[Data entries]
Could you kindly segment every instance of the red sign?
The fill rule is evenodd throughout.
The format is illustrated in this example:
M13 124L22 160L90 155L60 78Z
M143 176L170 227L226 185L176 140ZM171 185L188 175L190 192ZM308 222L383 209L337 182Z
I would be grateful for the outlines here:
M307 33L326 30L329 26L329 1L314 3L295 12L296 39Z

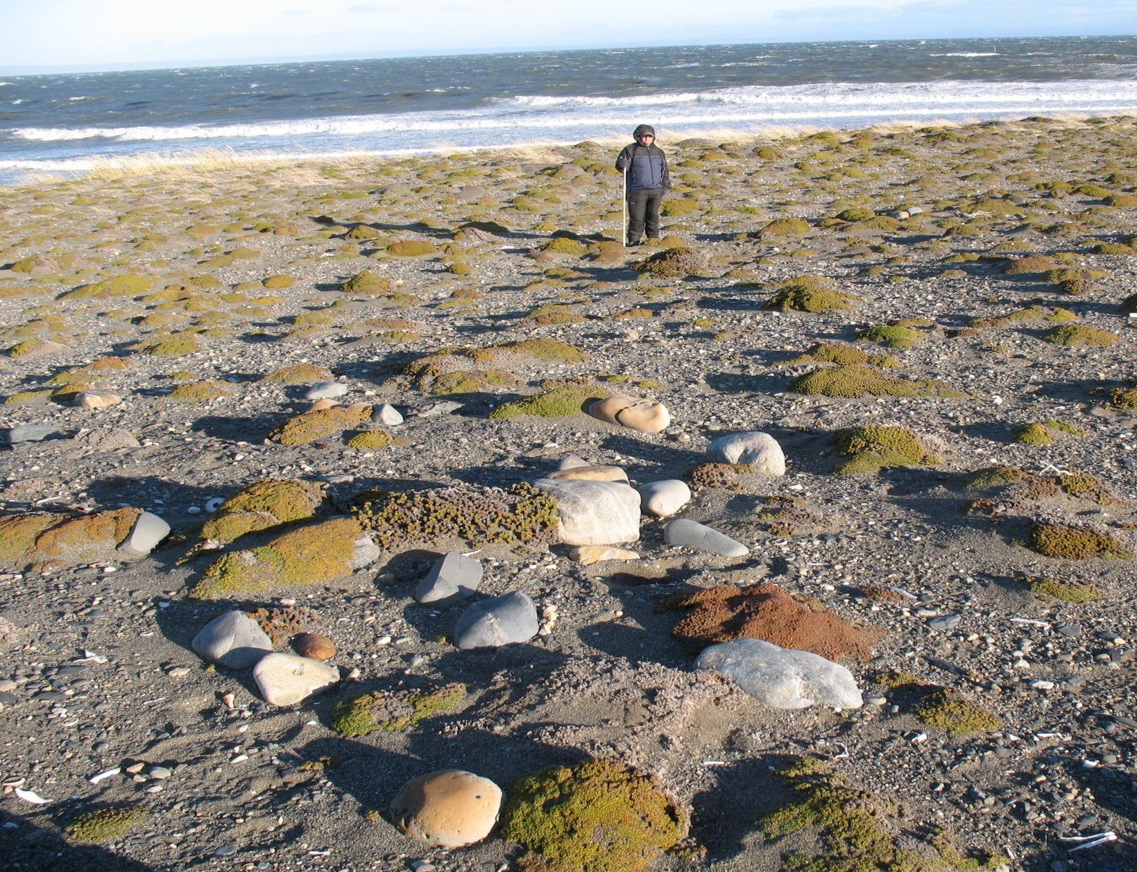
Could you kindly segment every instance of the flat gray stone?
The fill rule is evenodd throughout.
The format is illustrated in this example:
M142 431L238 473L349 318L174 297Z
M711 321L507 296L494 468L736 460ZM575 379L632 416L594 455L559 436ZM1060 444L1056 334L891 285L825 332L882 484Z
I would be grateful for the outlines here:
M131 534L118 546L118 551L127 557L146 557L167 535L169 524L152 512L143 512L134 522Z
M5 441L8 445L19 445L20 442L42 442L53 435L63 435L59 429L51 424L17 424L9 427L5 433Z
M774 708L812 705L860 708L853 673L810 651L779 648L761 639L733 639L704 649L695 667L725 675L755 699Z
M247 670L266 654L273 640L244 612L226 612L201 628L190 647L210 663Z
M441 557L415 588L415 600L440 606L472 597L482 583L482 564L474 557L450 551Z
M620 545L639 539L640 496L622 482L540 479L533 487L557 501L559 541Z
M266 703L294 706L340 680L340 671L296 654L268 654L252 667L252 680Z
M640 484L640 508L648 515L669 517L691 501L691 489L679 479L664 479Z
M402 423L402 414L390 402L384 402L371 413L371 420L377 421L380 424L385 426L393 427Z
M348 392L343 382L316 382L305 392L306 400L333 400Z
M500 648L511 642L528 642L538 629L537 606L529 596L515 590L474 603L463 612L454 628L454 643L463 650Z
M677 517L669 521L663 529L663 541L667 545L681 545L696 551L708 551L722 557L745 557L750 553L741 542L720 533L705 524Z
M785 475L786 455L778 440L769 433L749 430L719 437L707 446L712 463L745 463L756 475Z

▶ [Work required]: Please copy every line of the listing above word for word, leaving out the pictures.

▶ [The output]:
Could you kindly segment every instance of the red sign?
The fill rule is evenodd throughout.
The format is illustrated in this example:
M13 124L22 160L90 155L60 78Z
M143 176L170 227L226 185L176 140ZM171 185L188 175L190 192ZM308 222L383 209L337 182Z
I would be grateful for the outlines here:
M307 33L326 30L329 26L329 1L314 3L295 12L296 39Z

Could you kindly segment every instance of the flat gray stone?
The fill rule is evenodd throughout.
The format is illustrated in this example:
M142 431L238 473L349 318L174 297Z
M711 321L507 296L494 468L736 460ZM575 379L632 416L594 455L559 436ZM1060 444L1056 334L891 285L825 332L882 484Z
I would be grateful for the outlines here:
M131 534L118 546L118 551L127 557L146 557L167 535L169 524L152 512L143 512L134 522Z
M5 441L8 445L19 445L20 442L42 442L53 435L63 435L59 429L51 424L17 424L9 427L5 433Z
M774 708L812 705L860 708L853 673L810 651L779 648L761 639L733 639L704 649L695 667L725 675L755 699Z
M247 670L266 654L273 640L244 612L226 612L201 628L190 647L210 663Z
M441 557L415 588L415 600L440 606L472 597L482 583L482 564L474 557L450 551Z
M620 545L639 539L640 496L622 482L540 479L533 487L557 501L559 541Z
M266 703L294 706L340 680L340 671L296 654L268 654L252 667L252 680Z
M640 484L640 508L648 515L669 517L691 501L691 489L679 479L664 479Z
M402 423L402 414L390 402L384 402L371 413L371 420L377 421L380 424L385 426L393 427Z
M348 392L343 382L316 382L305 392L306 400L333 400Z
M500 648L511 642L528 642L538 629L537 606L529 596L515 590L474 603L463 612L454 628L454 643L463 650Z
M677 517L669 521L663 529L663 541L667 545L681 545L696 551L708 551L722 557L745 557L750 553L741 542L720 533L705 524Z
M785 475L786 455L778 440L769 433L749 430L719 437L707 446L712 463L745 463L756 475Z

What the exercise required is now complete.